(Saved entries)
================

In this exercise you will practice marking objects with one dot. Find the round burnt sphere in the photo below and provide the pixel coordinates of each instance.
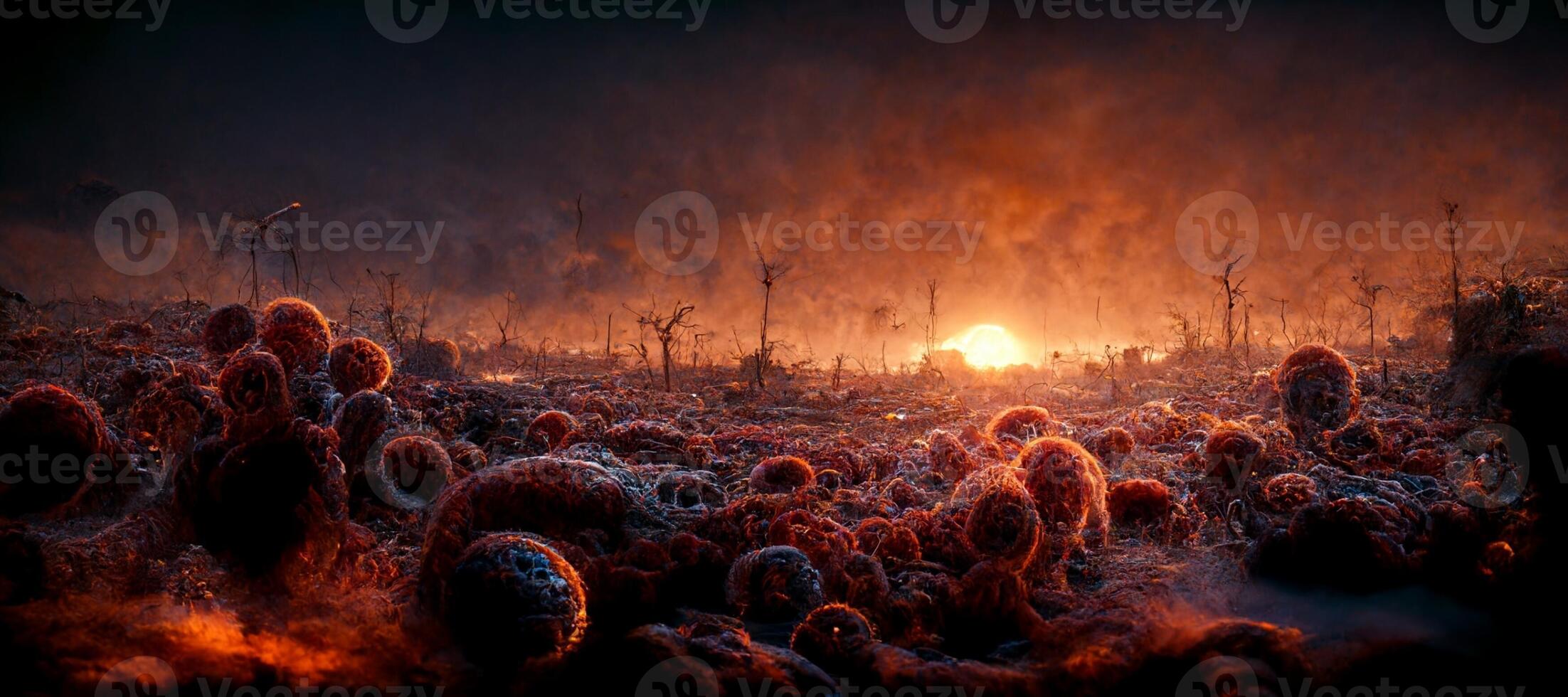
(297, 332)
(51, 447)
(780, 475)
(773, 585)
(833, 637)
(515, 597)
(358, 364)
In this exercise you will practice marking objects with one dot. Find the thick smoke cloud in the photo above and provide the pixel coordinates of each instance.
(1079, 157)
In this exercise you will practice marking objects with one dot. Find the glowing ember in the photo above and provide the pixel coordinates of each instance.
(987, 346)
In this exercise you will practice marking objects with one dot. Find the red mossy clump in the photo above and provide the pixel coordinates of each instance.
(549, 430)
(1289, 492)
(256, 390)
(297, 332)
(948, 456)
(1021, 423)
(824, 541)
(1357, 544)
(275, 504)
(1156, 423)
(51, 444)
(1139, 501)
(1231, 453)
(548, 496)
(639, 436)
(1004, 525)
(780, 475)
(228, 329)
(886, 539)
(176, 413)
(833, 637)
(601, 406)
(515, 597)
(773, 585)
(358, 364)
(1355, 440)
(1069, 486)
(411, 472)
(1318, 390)
(689, 489)
(973, 486)
(359, 422)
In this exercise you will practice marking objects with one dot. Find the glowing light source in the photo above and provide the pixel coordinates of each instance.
(987, 346)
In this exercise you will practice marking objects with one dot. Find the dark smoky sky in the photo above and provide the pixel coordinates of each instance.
(1076, 142)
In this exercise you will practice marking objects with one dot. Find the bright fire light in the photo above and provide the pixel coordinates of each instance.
(987, 346)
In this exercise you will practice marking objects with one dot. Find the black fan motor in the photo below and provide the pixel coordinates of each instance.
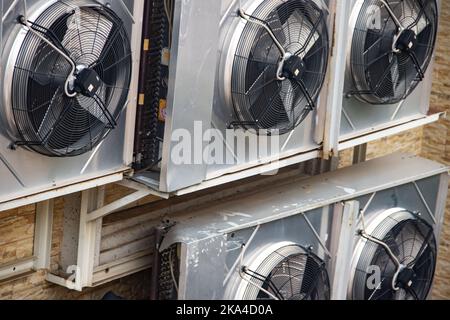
(71, 78)
(279, 65)
(392, 47)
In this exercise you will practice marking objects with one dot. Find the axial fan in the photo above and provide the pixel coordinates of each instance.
(401, 249)
(71, 71)
(290, 272)
(279, 65)
(391, 49)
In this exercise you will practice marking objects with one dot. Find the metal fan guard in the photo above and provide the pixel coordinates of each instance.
(365, 250)
(20, 125)
(359, 78)
(275, 257)
(262, 9)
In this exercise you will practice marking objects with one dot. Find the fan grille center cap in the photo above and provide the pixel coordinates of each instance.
(406, 277)
(407, 40)
(293, 67)
(88, 82)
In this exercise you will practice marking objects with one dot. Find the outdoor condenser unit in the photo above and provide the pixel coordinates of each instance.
(389, 65)
(326, 237)
(67, 77)
(255, 68)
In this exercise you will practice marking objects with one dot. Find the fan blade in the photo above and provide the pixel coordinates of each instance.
(92, 107)
(292, 27)
(310, 277)
(394, 74)
(277, 28)
(287, 95)
(315, 37)
(48, 79)
(87, 35)
(50, 116)
(73, 129)
(261, 105)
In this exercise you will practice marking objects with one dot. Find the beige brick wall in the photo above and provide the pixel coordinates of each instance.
(431, 142)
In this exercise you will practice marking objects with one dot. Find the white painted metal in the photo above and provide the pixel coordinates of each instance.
(43, 195)
(16, 268)
(29, 177)
(344, 229)
(377, 135)
(43, 234)
(356, 123)
(373, 185)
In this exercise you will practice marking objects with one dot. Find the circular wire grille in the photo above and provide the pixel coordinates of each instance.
(261, 101)
(48, 121)
(381, 75)
(291, 273)
(413, 242)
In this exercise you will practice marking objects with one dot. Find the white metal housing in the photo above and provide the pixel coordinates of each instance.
(29, 177)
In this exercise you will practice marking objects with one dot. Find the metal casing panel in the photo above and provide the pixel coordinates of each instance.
(213, 259)
(191, 86)
(278, 213)
(360, 118)
(292, 198)
(306, 137)
(198, 75)
(26, 173)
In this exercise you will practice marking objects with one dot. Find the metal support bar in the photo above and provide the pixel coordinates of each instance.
(118, 205)
(343, 233)
(16, 268)
(316, 234)
(425, 203)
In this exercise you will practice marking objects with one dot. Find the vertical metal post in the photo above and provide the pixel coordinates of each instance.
(43, 234)
(343, 235)
(360, 154)
(89, 237)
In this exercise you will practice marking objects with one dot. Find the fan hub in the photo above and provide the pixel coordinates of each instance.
(406, 278)
(87, 82)
(406, 40)
(293, 67)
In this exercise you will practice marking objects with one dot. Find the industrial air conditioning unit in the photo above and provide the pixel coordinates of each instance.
(68, 76)
(389, 65)
(219, 72)
(363, 232)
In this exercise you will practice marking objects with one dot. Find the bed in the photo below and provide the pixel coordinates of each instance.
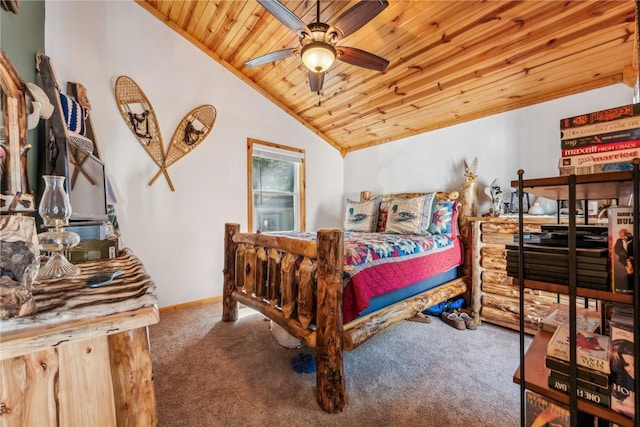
(336, 288)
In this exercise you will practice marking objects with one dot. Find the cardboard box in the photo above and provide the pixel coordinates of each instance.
(90, 250)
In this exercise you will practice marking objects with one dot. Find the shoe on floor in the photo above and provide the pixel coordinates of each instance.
(469, 323)
(453, 319)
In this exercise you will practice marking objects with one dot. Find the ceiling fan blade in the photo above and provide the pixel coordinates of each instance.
(284, 15)
(271, 57)
(361, 58)
(353, 19)
(316, 80)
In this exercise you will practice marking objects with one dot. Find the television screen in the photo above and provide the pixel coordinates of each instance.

================

Pictures in the records must not appear in the copy; transcribe everything else precisely.

> SOLUTION TO THE EXERCISE
In this exercise you will practice marking objects with one dot. Find the round burnt sphere in the photo below and provide the pixel coordinates of each instance.
(297, 332)
(51, 447)
(780, 475)
(773, 585)
(833, 637)
(515, 597)
(358, 364)
In this exercise you will practice marking objects with one dot. Find the thick smoke cloud in the photo above and provide the pixel coordinates of each instance.
(1079, 157)
In this exercise you will practice marking objects with one dot. Find the glowing ember in the photo above and provide the pixel coordinates of each instance.
(987, 346)
In this exercise you will practice marking objects with one dot. Find the red mossy clump in the photo above and provide the pixel coordinates of each instance.
(549, 430)
(1289, 492)
(256, 390)
(297, 332)
(948, 456)
(1021, 423)
(824, 541)
(1357, 544)
(275, 504)
(1156, 423)
(51, 444)
(1139, 501)
(1231, 453)
(548, 496)
(639, 436)
(1004, 525)
(780, 475)
(228, 329)
(886, 539)
(176, 413)
(833, 637)
(601, 406)
(515, 597)
(773, 585)
(358, 364)
(1355, 440)
(1069, 486)
(411, 472)
(1318, 390)
(689, 489)
(973, 486)
(359, 422)
In this exercise you will practice marking objects with one dot. Find the glowing light source in the photo above and provide the pixel coordinates of each instance.
(987, 346)
In this exercise you will practice marking objects with one dot. Find the dark smoky sky in the photo above and provide the pixel coordinates of each instance.
(1076, 142)
In this exercise you will practice marking objects with one dot. Find the bright fire light in the photo above and provide the pixel coordinates of each instance.
(987, 346)
In this exercise you will practice marking objects with one dot. Find the black fan motor in the photo below and provide the pixel coordinates of each instance.
(71, 78)
(279, 65)
(392, 47)
In this exercise you will practice marking objects with one dot. Find the axial fan in the photo above and provide the pixel coordinates of each instance.
(401, 249)
(71, 71)
(290, 272)
(279, 65)
(391, 49)
In this exercise you will practice marking objects with one dot. Find the metal fan guard in the photo above and provide the pixel coordinates of each instance.
(365, 250)
(20, 125)
(359, 78)
(275, 257)
(262, 9)
In this exercise you will practice marking objects with one dot. Find the fan grille center cap in the photo above and provide the pixel coordinates of each instance.
(406, 277)
(407, 40)
(293, 67)
(88, 82)
In this exercise you will practice marking objects with one dot. Find the outdoor condenser unit in the photo above and provide the pixel coordinates of each instance.
(389, 65)
(326, 237)
(67, 77)
(255, 68)
In this exercise you will practice marking objects with one dot. Find the fan blade in the photo above and provide the pixel coordinates of each instance.
(92, 107)
(292, 27)
(310, 277)
(394, 74)
(277, 28)
(287, 95)
(315, 37)
(48, 79)
(87, 35)
(50, 116)
(73, 129)
(261, 105)
In this exercise you will practice marking objects with one dot. Find the beige brick wall in the photo above and provide the pixel coordinates of each instance.
(431, 142)
In this exercise you will practice marking objects with one dot. Find the white painted metal in the photo above and provide the pixel coordinates of each instance.
(43, 195)
(16, 268)
(29, 177)
(344, 229)
(377, 135)
(43, 234)
(356, 123)
(373, 185)
In this exercise you will practice marking objects with one dot. Find the circular wire grille in the photo above and provide the pixel coordinates of each instance.
(261, 101)
(48, 121)
(381, 75)
(291, 273)
(413, 242)
In this exercise you will practice marking objects with one dot. Find the white metal housing in the photo above and provide the pixel coordinates of each instance.
(29, 177)
In this exercise you will practice marking objects with one dot. Find the metal casing panel in the photo above and provide the pixel coordinates of each instance.
(213, 259)
(191, 86)
(278, 213)
(360, 118)
(292, 198)
(306, 137)
(198, 75)
(26, 173)
In this exercise you will practice marking objects with one dot. Find the metal support bar in the photo above and provide the pixel coordinates of each instance.
(118, 205)
(343, 233)
(16, 268)
(316, 234)
(425, 203)
In this exercise you will practice marking objects with one dot. Find the vertical metal post in the photo above and provide the pixel coordinates of each instance.
(43, 234)
(343, 235)
(360, 154)
(89, 237)
In this exercise you will practice marking objects with one dot. Find the fan hub in the photo above and provide the pixel coordinates of each instance.
(406, 278)
(87, 82)
(406, 40)
(293, 67)
In this exercise you will practice marking objects with one dot. Find the industrial air conditioning unit in the photo above and provide the pixel coordinates of each instance.
(68, 76)
(389, 65)
(219, 72)
(363, 232)
In this exercise you will practice marking objects with one dot. Find the bed in the photo below and provide the pixel coordinates of each instance.
(336, 288)
In this exercise you will practice marking objects with one dot. Find the cardboard box in the photo above and provide the pixel coordinates of each instance.
(90, 250)
In this exercise you will practice marking objects with one dot. Find the shoe on floor in the photo above and provide the pixel coordinates of each instance.
(469, 323)
(453, 319)
In this exercise you will practice marking objects with one dot. Find the ceiling fan blade in the photo above and provide the pixel coordinates of each instance.
(284, 15)
(271, 57)
(361, 58)
(353, 19)
(316, 80)
In this exercise you will practice marking objects with one dot. Find the television screen in the photo above and provide the pixel coordinates of each instance.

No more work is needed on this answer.